## Exercise description
Sum up the text on responding to true threats in two sentences.

## Selected text

Consider, for example, threat victims who seek restraining orders to protect themselves from their harassers. See, e.g., United States v. Elonis, 841 F. 3d 589, 593 (CA3 2016) (defendant's wife sought a restraining order after he wrote on Facebook, "I'm not going to rest until your body is a mess, soaked in blood and dying from all the little cuts"). Civil orders can also keep individuals away from particular geographic areas. Imagine someone who threatens to bomb an airport, State v. Johnston, 156 Wash. 2d 355, 358-359, 127 P. 3d 707, 708-709 (2006), or "shoot up [a] courthous[e]," State v. Draskovich, 2017 S. D. 76, ¶3, 904 N. W. 2d 759, 761. The speaker might well end up barred from the location in question--for good reason. Yet after today, such orders cannot be obtained without proof--not necessarily easy to secure--that the person who issued the threat anticipated that it would elicit fear. See Tr. of Oral Arg. 92-93.
The government can also opt to counteract true threats by means of civil enforcement actions. For instance, 18 U. S. C. §248 prohibits "threat[s] of force" against any person "obtaining or providing reproductive health services" or "seeking to exercise the First Amendment right of religious freedom at a place of religious worship." The statute imposes a range of civil penalties, and it allows enforcement suits by both private persons and government officials. See, e.g., United States v. Dillard, 795 F. 3d 1191, 1196-1197 (CA10 2015) (Government brought §248 action after defendant warned a health provider, "[y]ou will be checking under your car everyday--because maybe today is the day someone places an explosive under it"); McCullen v. Coakley,
In addition, employers and school administrators often discipline individuals who make true threats. Consider the student who was expelled after "draft[ing] two violent, misogynic, and obscenity-laden rants expressing a desire to molest, rape, and murder" his ex-girlfriend. Doe v. Pulaski Cty. Special School Dist., 306 F. 3d 616, 619 (CA8 2002) (en banc). Or the one who was suspended after " 'talking about taking a gun to school' to 'shoot everyone he hates.' " D. J. M. v. Hannibal Public School Dist. No. 60, 647 F. 3d 754, 758 (CA8 2011); Lovell v. Poway Unified School District, 90 F. 3d 367, 369, 372-373 (CA9 1996) (similar); Haughwout v. Tordenti, 332 Conn. 559, 561-562, 211 A. 3d 1, 3-4 (2019) (similar). True threats can also be expressed by a parent, a teacher, or an employee in another context altogether. See, e.g., Taveras, 342 Conn., at 567-569, 578, 271 A. 3d, at 126-128, 133 (parent); Smith v. New York City Dept. of Ed., 109 App. Div. 3d 701, 702-703, 972 N. Y. S. 2d 221, 222 (2013) (teacher); Diggs v. St. Louis, 613 S. W. 3d 858, 862, 864 (Mo. App. 2020) (correctional officer).

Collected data

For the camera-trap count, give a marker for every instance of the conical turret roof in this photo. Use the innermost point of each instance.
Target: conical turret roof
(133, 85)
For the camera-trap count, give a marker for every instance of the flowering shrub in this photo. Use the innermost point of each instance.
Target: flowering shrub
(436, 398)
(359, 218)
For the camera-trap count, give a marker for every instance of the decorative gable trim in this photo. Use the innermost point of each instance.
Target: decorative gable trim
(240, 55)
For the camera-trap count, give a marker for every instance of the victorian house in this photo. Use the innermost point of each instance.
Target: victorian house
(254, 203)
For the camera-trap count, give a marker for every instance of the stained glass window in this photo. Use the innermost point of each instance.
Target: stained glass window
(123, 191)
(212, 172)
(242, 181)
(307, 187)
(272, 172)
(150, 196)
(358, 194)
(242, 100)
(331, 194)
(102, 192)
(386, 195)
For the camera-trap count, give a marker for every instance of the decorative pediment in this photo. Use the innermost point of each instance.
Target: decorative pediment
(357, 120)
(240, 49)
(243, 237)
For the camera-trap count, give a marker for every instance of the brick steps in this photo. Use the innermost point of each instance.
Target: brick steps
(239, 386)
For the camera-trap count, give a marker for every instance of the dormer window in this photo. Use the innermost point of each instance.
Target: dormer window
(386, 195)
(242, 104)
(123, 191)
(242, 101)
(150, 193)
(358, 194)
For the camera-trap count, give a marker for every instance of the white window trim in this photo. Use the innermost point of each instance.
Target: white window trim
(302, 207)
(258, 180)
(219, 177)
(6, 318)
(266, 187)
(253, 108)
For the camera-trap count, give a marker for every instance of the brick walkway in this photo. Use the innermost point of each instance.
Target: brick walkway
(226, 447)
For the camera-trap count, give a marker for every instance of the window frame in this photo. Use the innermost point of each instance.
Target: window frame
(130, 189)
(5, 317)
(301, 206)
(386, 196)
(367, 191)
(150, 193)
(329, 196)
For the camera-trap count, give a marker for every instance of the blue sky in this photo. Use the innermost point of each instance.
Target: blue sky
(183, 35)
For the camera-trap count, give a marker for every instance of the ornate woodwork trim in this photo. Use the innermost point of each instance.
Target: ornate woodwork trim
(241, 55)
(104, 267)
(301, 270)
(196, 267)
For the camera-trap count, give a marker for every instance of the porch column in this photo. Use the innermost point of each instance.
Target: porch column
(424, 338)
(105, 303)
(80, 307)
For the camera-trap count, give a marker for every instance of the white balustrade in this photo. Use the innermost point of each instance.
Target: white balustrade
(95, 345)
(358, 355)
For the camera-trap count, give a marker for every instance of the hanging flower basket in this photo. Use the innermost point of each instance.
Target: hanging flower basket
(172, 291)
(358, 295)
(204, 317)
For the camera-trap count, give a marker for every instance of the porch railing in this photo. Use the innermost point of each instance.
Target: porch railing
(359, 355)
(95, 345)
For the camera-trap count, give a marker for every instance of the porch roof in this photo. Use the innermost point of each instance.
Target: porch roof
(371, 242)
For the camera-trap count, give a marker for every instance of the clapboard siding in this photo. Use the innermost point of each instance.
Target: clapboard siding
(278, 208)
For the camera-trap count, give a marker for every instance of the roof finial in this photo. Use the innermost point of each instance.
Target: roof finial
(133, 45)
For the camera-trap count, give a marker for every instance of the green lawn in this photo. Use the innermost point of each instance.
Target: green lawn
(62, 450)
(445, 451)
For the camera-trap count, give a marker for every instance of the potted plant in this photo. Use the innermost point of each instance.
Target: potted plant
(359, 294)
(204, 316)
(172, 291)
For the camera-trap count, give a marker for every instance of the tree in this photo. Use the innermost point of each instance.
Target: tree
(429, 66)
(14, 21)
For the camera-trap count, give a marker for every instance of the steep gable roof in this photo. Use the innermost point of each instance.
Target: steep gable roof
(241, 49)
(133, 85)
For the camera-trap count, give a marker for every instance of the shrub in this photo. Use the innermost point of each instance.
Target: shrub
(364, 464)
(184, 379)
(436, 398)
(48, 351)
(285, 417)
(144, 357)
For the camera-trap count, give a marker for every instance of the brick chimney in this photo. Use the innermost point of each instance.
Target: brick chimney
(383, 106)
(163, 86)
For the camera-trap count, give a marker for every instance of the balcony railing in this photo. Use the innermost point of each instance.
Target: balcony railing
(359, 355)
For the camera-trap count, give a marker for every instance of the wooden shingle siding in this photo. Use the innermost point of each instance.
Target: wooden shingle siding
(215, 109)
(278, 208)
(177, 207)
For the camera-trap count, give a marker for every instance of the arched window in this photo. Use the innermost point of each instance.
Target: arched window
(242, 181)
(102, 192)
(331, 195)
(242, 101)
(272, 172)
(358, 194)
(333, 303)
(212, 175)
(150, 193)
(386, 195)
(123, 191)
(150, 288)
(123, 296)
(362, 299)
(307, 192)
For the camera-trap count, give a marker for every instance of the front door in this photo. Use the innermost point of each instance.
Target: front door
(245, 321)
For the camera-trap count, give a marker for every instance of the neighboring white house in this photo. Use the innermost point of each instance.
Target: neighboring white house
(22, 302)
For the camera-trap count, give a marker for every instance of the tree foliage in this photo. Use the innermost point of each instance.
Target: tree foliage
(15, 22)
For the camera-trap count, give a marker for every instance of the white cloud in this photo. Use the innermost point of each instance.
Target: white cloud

## Answer space
Threat victims can seek restraining orders, and civil orders can bar a speaker from places such as an airport or courthouse, but after today such orders require proof, not necessarily easy to secure, that the speaker anticipated the threat would elicit fear. The government can also counter true threats through civil enforcement actions such as those under 18 U.S.C. §248, and employers and school administrators often discipline people who make them, including students, parents, teachers, and employees.